Stated problem:
Extract the complete data exactly as given.

* start Exercise input *

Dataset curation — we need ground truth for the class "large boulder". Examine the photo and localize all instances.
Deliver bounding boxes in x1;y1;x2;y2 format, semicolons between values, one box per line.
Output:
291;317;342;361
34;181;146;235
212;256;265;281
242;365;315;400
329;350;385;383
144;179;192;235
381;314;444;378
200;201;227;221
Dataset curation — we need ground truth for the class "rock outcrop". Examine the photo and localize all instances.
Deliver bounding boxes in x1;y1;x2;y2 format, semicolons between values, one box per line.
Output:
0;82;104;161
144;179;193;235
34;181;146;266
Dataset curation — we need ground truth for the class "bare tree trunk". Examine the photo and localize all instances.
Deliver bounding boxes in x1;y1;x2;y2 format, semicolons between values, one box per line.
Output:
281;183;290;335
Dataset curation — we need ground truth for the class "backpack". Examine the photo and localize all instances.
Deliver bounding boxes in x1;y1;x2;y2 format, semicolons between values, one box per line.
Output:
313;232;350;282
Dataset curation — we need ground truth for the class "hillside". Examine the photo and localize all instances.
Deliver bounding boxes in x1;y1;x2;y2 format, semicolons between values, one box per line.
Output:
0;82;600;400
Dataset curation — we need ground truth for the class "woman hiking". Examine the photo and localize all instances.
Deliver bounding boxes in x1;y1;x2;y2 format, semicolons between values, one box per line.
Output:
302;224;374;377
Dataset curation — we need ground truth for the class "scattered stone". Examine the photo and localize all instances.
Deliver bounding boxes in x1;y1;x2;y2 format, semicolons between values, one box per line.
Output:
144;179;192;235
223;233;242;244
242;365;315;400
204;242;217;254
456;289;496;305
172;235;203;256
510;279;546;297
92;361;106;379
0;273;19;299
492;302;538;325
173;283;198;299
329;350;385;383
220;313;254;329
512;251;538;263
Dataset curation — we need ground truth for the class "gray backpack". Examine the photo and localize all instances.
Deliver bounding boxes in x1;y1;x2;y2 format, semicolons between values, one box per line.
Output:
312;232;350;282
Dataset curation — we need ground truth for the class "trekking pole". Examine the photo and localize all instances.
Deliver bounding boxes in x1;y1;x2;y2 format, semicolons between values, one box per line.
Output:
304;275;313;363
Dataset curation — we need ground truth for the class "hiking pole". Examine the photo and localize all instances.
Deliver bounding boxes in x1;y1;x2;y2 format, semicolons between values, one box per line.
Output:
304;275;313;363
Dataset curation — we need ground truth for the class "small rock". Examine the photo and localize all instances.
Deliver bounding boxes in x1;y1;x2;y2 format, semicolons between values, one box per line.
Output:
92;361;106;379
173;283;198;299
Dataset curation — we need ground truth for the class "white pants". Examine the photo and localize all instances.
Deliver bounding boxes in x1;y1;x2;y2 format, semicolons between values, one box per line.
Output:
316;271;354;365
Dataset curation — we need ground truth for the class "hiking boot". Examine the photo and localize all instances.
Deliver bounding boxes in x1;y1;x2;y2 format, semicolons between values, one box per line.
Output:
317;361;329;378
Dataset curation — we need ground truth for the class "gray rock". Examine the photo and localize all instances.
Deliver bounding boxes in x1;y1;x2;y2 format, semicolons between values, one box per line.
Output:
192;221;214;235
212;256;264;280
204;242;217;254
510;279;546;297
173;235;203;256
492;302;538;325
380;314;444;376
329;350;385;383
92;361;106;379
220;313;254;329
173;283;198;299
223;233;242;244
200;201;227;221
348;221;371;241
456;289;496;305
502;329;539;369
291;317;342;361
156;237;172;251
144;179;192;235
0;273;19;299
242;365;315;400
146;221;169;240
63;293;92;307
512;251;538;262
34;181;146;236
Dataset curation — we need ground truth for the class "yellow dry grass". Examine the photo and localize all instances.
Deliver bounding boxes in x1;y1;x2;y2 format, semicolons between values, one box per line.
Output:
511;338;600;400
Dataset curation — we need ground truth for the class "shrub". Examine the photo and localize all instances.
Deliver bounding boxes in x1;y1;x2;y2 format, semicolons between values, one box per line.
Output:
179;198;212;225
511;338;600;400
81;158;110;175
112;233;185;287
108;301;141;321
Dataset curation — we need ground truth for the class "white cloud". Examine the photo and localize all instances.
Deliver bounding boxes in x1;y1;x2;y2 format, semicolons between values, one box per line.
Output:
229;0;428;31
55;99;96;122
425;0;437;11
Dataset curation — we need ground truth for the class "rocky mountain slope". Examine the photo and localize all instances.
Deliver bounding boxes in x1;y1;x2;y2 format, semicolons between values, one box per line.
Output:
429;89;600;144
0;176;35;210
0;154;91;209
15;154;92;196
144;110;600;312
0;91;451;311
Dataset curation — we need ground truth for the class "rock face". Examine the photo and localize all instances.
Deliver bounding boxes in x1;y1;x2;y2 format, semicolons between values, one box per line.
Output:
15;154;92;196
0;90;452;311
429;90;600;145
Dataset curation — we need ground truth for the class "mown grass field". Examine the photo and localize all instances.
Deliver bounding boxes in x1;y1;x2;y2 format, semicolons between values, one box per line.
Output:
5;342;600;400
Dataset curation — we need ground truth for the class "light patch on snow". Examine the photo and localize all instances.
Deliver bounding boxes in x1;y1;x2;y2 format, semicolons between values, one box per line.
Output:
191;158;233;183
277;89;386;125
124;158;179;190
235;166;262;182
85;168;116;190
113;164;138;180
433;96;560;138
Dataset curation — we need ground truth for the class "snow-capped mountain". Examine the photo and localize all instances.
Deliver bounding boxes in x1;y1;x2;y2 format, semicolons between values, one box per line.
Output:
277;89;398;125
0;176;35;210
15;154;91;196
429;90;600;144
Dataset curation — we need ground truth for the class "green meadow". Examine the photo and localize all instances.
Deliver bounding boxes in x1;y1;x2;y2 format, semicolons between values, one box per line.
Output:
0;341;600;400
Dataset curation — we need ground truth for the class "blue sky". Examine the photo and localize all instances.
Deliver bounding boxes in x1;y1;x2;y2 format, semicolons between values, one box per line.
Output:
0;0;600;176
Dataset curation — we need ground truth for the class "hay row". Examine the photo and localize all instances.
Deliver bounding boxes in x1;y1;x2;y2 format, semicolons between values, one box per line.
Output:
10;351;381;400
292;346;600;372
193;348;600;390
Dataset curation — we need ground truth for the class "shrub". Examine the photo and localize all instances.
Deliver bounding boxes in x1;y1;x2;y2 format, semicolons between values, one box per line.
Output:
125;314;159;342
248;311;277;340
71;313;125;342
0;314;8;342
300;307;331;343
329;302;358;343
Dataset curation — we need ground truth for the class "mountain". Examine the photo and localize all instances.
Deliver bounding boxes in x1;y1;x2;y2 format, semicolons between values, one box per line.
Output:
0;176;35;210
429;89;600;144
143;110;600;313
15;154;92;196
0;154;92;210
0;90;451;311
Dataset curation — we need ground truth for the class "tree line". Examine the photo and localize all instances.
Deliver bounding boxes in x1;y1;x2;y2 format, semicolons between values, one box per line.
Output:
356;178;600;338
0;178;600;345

* end Exercise input *

Task solution:
Dataset curation — we need ground truth for the class "large boulder". Examine the photo and localize all instances.
Deliver bounding boxes in x1;y1;x2;y2 format, semicolons between values, one box per line.
Output:
291;317;342;361
34;181;146;235
212;256;265;281
242;365;315;400
329;350;385;383
144;179;192;235
381;314;444;378
200;201;227;221
Dataset curation — we need ground truth for the class "rock outcrop". Examine the photo and localize all instances.
Deliver bounding boxes in x1;y1;x2;y2 format, semicolons between values, one box per line.
Output:
0;82;104;161
144;179;193;235
34;181;146;266
Dataset curation — we need ground truth for the class "bare tree trunk". Examine the photo and localize all instances.
Deliver bounding boxes in x1;y1;x2;y2 format, semicolons between values, one box per line.
Output:
281;183;290;335
Dataset curation — we need ground truth for the class "backpack". Examine the photo and localize all instances.
Deliver bounding boxes in x1;y1;x2;y2 format, semicolons between values, one box per line.
Output:
313;232;350;282
Dataset curation — we need ground truth for the class "hillside". Examine the photo and localize all instances.
Deliver bounding boxes in x1;y1;x2;y2 format, semicolons between values, one box per line.
Output:
0;82;600;400
Dataset curation — we need ground truth for the class "woman hiking". Examine the photo and localize all instances.
Deliver bounding boxes in x1;y1;x2;y2 format, semicolons between values, one box per line.
Output:
302;224;374;377
Dataset curation — we need ground truth for the class "scattered stone". Examine the photo and localize all instances.
Deliver bounding boxes in x1;y1;x2;y2 format, semicolons between values, one box per line.
Output:
144;179;192;235
223;233;242;244
242;365;315;400
204;242;217;254
456;289;496;305
172;235;203;256
510;279;546;297
92;361;106;379
0;273;19;299
492;302;538;325
173;283;198;299
329;350;385;383
220;313;254;329
512;251;538;263
Dataset curation — we need ground truth for the class "gray backpack". Examine the photo and localize all instances.
Deliver bounding boxes in x1;y1;x2;y2 format, semicolons between values, one box per line.
Output:
312;232;350;282
Dataset curation — we need ground truth for the class "trekking pole". Examine the photo and localize all instances.
Deliver bounding boxes in x1;y1;x2;y2 format, semicolons between values, one box per line.
Output:
304;275;313;363
Dataset curation — we need ground truth for the class "hiking pole". Examine the photo and localize all instances.
Deliver bounding boxes in x1;y1;x2;y2 format, semicolons between values, one box per line.
Output:
304;275;313;363
Dataset curation — we need ground truth for the class "small rock". Examine the photo and localize all instances.
Deliver bounding boxes in x1;y1;x2;y2 format, semicolons between values, one box per line.
Output:
92;361;106;379
173;283;198;299
Dataset curation — we need ground truth for the class "white pants". Examine the photo and localize all instances.
Deliver bounding boxes in x1;y1;x2;y2 format, semicolons between values, one box per line.
Output:
316;271;354;365
Dataset curation — we need ground truth for the class "hiking boot". Examine the photo and localize all instances.
Deliver bounding boxes in x1;y1;x2;y2 format, semicolons between values, one box per line.
Output:
317;361;329;378
Dataset curation — we need ground truth for the class "gray rock". Examine the photo and localize all instances.
Deliver bounding boxes in x1;y1;x2;y2 format, semicolons between values, one box per line.
Output:
192;221;214;235
212;256;264;280
204;242;217;254
510;279;546;297
173;235;203;256
492;302;538;325
380;314;444;376
329;350;385;383
92;361;106;379
220;313;254;329
173;283;198;299
223;233;242;244
200;201;227;221
348;221;371;241
456;289;496;305
502;329;539;369
291;317;342;361
156;237;172;251
144;179;192;235
0;273;19;299
242;365;315;400
146;221;169;240
63;293;92;307
512;251;538;262
34;181;146;236
Dataset curation — we need ground truth for the class "yellow dry grass". Examine the photo and localize all instances.
Deliver bounding boxes in x1;y1;x2;y2 format, semicolons between values, one box per line.
Output:
511;338;600;400
Dataset curation — we need ground truth for the class "shrub". Examine the photo and localize all instances.
Deliver bounding boxes in x1;y1;x2;y2 format, semicolons between values, one box per line.
Output:
179;198;212;225
511;338;600;400
81;158;110;175
112;233;185;287
108;301;141;321
Dataset curation — we need ground truth for the class "white cloud". Examine the photo and localize all instances.
Deliver bounding boxes in x1;y1;x2;y2 format, semicolons between values, one box per line.
Output:
229;0;428;31
55;99;96;122
425;0;437;11
Dataset curation — we need ground truth for the class "rocky mountain slope". Examine the photo and localize all instances.
Deliver bounding boxes in x1;y1;x2;y2 format, semicolons between values, one box per line.
Output:
429;89;600;144
0;176;35;210
0;154;91;209
15;154;92;196
144;110;600;312
0;91;451;311
Dataset curation — we need ground truth for the class "rock face". Examine the photo and localize all instances.
Deliver bounding boxes in x1;y1;x2;y2 format, semicolons between values, one box per line.
Output:
15;154;92;196
0;90;452;311
429;90;600;145
Dataset curation — we need ground truth for the class "mown grass field". Examine the photo and localize all instances.
Deliver bounding boxes in x1;y1;x2;y2 format, semicolons between values, one box per line.
Output:
5;342;600;400
Dataset curation — we need ground truth for the class "light patch on snow". Examine the photo and localize all instances.
Deliver bounding boxes in x1;y1;x2;y2 format, semicolons between values, one box per line.
Output:
191;158;233;183
277;89;386;125
124;158;179;190
235;166;262;182
85;168;116;190
113;164;138;180
433;96;560;138
Dataset curation — we need ground truth for the class "snow-capped mountain". Examine the photo and localize all instances.
Deliver bounding boxes in x1;y1;x2;y2 format, semicolons between values, one box per line.
Output:
277;89;398;125
0;176;35;210
15;154;91;196
429;90;600;144
Dataset curation — we need ground truth for the class "green meadow". Examine the photo and localize all instances.
Deliver bounding boxes in x1;y1;x2;y2 format, semicolons between values, one box per line.
Output:
0;341;600;400
Dataset curation — we need ground truth for the class "blue sky". Examine the photo and localize all instances.
Deliver bounding boxes in x1;y1;x2;y2 format, semicolons between values, one box per line.
Output:
0;0;600;176
Dataset curation — we need ground truth for the class "hay row". Examine the photo and localize all instances.
Deliver bounding boxes in x1;y1;x2;y2 format, semicolons between values, one box per line.
Output:
10;351;381;400
292;346;600;372
193;348;600;390
Dataset curation — we need ground truth for the class "shrub". Examine the photo and localize all instances.
Deliver bounding boxes in x1;y1;x2;y2 format, semicolons between values, one box per line.
Output:
125;314;159;342
248;311;277;340
71;313;125;342
0;314;8;342
300;307;331;343
329;302;358;343
Dataset curation — we need ground truth for the class "mountain". Examine the photo and localize all instances.
Deliver bounding boxes in x1;y1;x2;y2 format, semicolons between values, one box per line.
Output:
0;176;35;210
429;89;600;144
143;110;600;313
15;154;92;196
0;154;92;210
0;90;451;311
Dataset curation — we need ground truth for the class "tree line". Examine the photo and localize all instances.
Deliver bounding boxes in x1;y1;x2;y2 format, semicolons between values, one box per line.
Output:
356;178;600;338
0;178;600;345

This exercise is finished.